>> START
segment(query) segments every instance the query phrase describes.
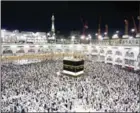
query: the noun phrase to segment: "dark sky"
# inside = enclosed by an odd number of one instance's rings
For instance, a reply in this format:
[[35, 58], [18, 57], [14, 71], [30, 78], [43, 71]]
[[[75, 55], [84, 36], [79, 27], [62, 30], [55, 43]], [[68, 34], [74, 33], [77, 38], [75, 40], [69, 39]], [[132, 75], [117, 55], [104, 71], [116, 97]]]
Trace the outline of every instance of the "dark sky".
[[88, 21], [89, 30], [97, 32], [99, 16], [104, 30], [124, 30], [124, 19], [133, 27], [132, 17], [137, 22], [139, 2], [137, 1], [2, 1], [2, 28], [21, 31], [48, 32], [51, 15], [55, 15], [56, 30], [68, 34], [71, 30], [82, 30], [81, 17]]

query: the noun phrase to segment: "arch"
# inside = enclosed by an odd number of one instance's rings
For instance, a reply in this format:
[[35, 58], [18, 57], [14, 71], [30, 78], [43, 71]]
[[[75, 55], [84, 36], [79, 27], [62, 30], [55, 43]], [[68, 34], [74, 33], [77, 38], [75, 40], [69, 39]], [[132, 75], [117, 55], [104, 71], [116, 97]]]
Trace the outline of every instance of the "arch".
[[107, 61], [113, 61], [113, 59], [109, 56], [107, 57]]
[[120, 58], [116, 58], [115, 62], [122, 63], [123, 61]]
[[98, 53], [98, 50], [97, 49], [93, 49], [92, 52], [93, 53]]
[[107, 51], [107, 54], [112, 54], [112, 50], [108, 50]]
[[120, 51], [116, 51], [116, 55], [122, 56], [122, 53]]
[[16, 53], [25, 53], [24, 49], [20, 49], [18, 51], [16, 51]]
[[129, 56], [129, 52], [128, 51], [125, 53], [125, 56], [127, 56], [127, 57]]
[[140, 68], [140, 62], [138, 63], [138, 67]]
[[100, 50], [100, 53], [104, 53], [105, 51], [103, 49]]
[[35, 53], [35, 50], [34, 49], [29, 49], [28, 53]]
[[129, 57], [133, 57], [133, 58], [134, 58], [134, 52], [131, 52], [131, 53], [129, 54]]
[[3, 50], [2, 53], [3, 53], [4, 55], [6, 55], [6, 54], [13, 55], [13, 51], [12, 51], [11, 49], [5, 49], [5, 50]]

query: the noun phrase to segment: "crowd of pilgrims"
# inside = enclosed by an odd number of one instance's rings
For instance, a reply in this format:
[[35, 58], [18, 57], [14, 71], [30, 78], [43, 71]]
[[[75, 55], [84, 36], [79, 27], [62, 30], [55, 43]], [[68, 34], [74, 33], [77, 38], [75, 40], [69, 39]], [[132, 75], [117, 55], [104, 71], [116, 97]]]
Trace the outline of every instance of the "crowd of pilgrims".
[[79, 77], [63, 75], [63, 62], [2, 65], [2, 112], [139, 112], [139, 74], [85, 61]]

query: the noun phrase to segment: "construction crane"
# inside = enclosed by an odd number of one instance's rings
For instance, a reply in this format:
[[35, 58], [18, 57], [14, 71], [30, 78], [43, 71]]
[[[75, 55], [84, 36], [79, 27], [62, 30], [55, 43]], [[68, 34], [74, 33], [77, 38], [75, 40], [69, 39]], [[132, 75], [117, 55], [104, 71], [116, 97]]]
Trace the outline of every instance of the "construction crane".
[[135, 20], [134, 20], [133, 16], [132, 16], [132, 20], [133, 20], [133, 24], [134, 24], [135, 33], [137, 34], [138, 30], [137, 30], [137, 26], [136, 26], [136, 23], [135, 23]]
[[108, 25], [105, 25], [105, 36], [108, 36]]
[[99, 17], [98, 36], [101, 35], [101, 16]]
[[125, 35], [128, 35], [128, 20], [124, 20], [125, 22]]
[[88, 22], [83, 20], [83, 18], [81, 18], [81, 22], [83, 24], [83, 32], [82, 35], [85, 36], [86, 35], [86, 29], [88, 29]]

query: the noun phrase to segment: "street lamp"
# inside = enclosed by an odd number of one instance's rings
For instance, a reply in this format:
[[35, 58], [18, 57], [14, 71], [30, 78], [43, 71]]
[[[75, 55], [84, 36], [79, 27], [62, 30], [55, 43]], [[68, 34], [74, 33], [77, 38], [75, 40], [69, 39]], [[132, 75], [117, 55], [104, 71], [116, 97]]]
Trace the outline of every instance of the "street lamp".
>> END
* **What this task involves**
Write out the listing above again, exactly, but with no pictures in the copy.

* **Task solution**
segment(query) segments every instance the query phrase describes.
query: the noun phrase to segment: "dark sky"
# inside = enclosed by an odd number of one instance's rings
For instance, a reply in this format:
[[35, 58], [18, 57], [14, 71], [30, 78], [43, 71]]
[[[75, 55], [84, 36], [79, 27], [62, 30], [55, 43]], [[68, 34], [74, 33], [77, 38], [75, 40], [69, 39]], [[132, 75], [117, 55], [104, 71], [116, 97]]]
Trace the outline of every instance of the "dark sky".
[[88, 21], [89, 30], [97, 32], [99, 16], [104, 30], [124, 30], [124, 19], [133, 27], [132, 17], [137, 22], [139, 2], [137, 1], [2, 1], [2, 28], [21, 31], [48, 32], [51, 15], [55, 15], [56, 30], [68, 34], [71, 30], [82, 30], [81, 17]]

query: the noun phrase to segment: "arch"
# inside = enclosed by an odd number of one instance's rings
For instance, a reply in this format:
[[35, 58], [18, 57], [14, 71], [30, 78], [43, 71]]
[[[75, 55], [84, 36], [79, 27], [62, 30], [55, 43]], [[68, 34], [74, 33], [77, 38], [75, 40], [69, 39]], [[132, 75], [117, 55], [104, 71], [116, 97]]]
Trace the outline of every instance of the "arch".
[[107, 61], [113, 61], [113, 59], [109, 56], [107, 57]]
[[120, 58], [116, 58], [115, 62], [122, 63], [123, 61]]
[[98, 53], [98, 50], [97, 49], [93, 49], [92, 52], [93, 53]]
[[107, 51], [107, 54], [112, 54], [112, 50], [108, 50]]
[[120, 51], [116, 51], [116, 55], [122, 56], [122, 53]]
[[16, 53], [25, 53], [24, 49], [20, 49], [18, 51], [16, 51]]
[[129, 56], [129, 52], [128, 51], [125, 53], [125, 56], [127, 56], [127, 57]]
[[140, 68], [140, 62], [138, 63], [138, 67]]
[[100, 50], [100, 53], [104, 53], [105, 51], [103, 49]]
[[35, 53], [35, 50], [34, 49], [29, 49], [28, 53]]
[[129, 57], [133, 57], [133, 58], [134, 58], [134, 52], [131, 52], [131, 53], [129, 54]]
[[3, 50], [2, 53], [3, 53], [4, 55], [6, 55], [6, 54], [13, 55], [13, 51], [12, 51], [11, 49], [5, 49], [5, 50]]

query: the noun phrase to segment: "crowd of pilgrims"
# inside = enclosed by an odd number of one instance's rings
For instance, a reply in this format:
[[35, 58], [18, 57], [14, 71], [30, 78], [43, 71]]
[[[75, 55], [84, 36], [79, 27], [62, 30], [55, 43]], [[68, 34], [74, 33], [77, 38], [75, 40], [69, 39]], [[132, 75], [117, 55], [104, 71], [116, 97]]]
Trace the outline of every instance of the "crowd of pilgrims".
[[79, 77], [63, 75], [63, 62], [2, 65], [2, 112], [139, 112], [139, 74], [85, 61]]

query: the noun phrase to segment: "construction crane"
# inside = enclosed by an odd number of one instance's rings
For instance, a reply in this format:
[[35, 58], [18, 57], [14, 71], [30, 78], [43, 71]]
[[[75, 55], [84, 36], [79, 27], [62, 30], [55, 43]], [[68, 34], [74, 33], [77, 38], [75, 40], [69, 39]], [[132, 75], [117, 55], [104, 71], [116, 97]]]
Trace the outline of every instance of the "construction crane".
[[135, 20], [134, 20], [133, 16], [132, 16], [132, 20], [133, 20], [133, 24], [134, 24], [135, 33], [137, 34], [138, 30], [137, 30], [137, 26], [136, 26], [136, 23], [135, 23]]
[[108, 25], [105, 25], [105, 36], [108, 36]]
[[99, 17], [98, 36], [101, 35], [101, 16]]
[[125, 35], [128, 35], [128, 20], [124, 20], [125, 22]]
[[88, 22], [83, 20], [83, 18], [81, 18], [81, 22], [83, 24], [83, 32], [82, 35], [85, 36], [86, 35], [86, 29], [88, 29]]

query: the noun phrase to segment: "street lamp"
# inside = enclosed by an odd number of one instance's rings
For instance, a reply in this format:
[[35, 58], [18, 57], [14, 71], [30, 78], [43, 71]]
[[[75, 55], [84, 36], [79, 27], [62, 30], [55, 43]], [[68, 34], [74, 33], [77, 38], [75, 40], [69, 39]], [[132, 75], [117, 55], [104, 71], [116, 97]]]
Trace the outline of every instance of the "street lamp".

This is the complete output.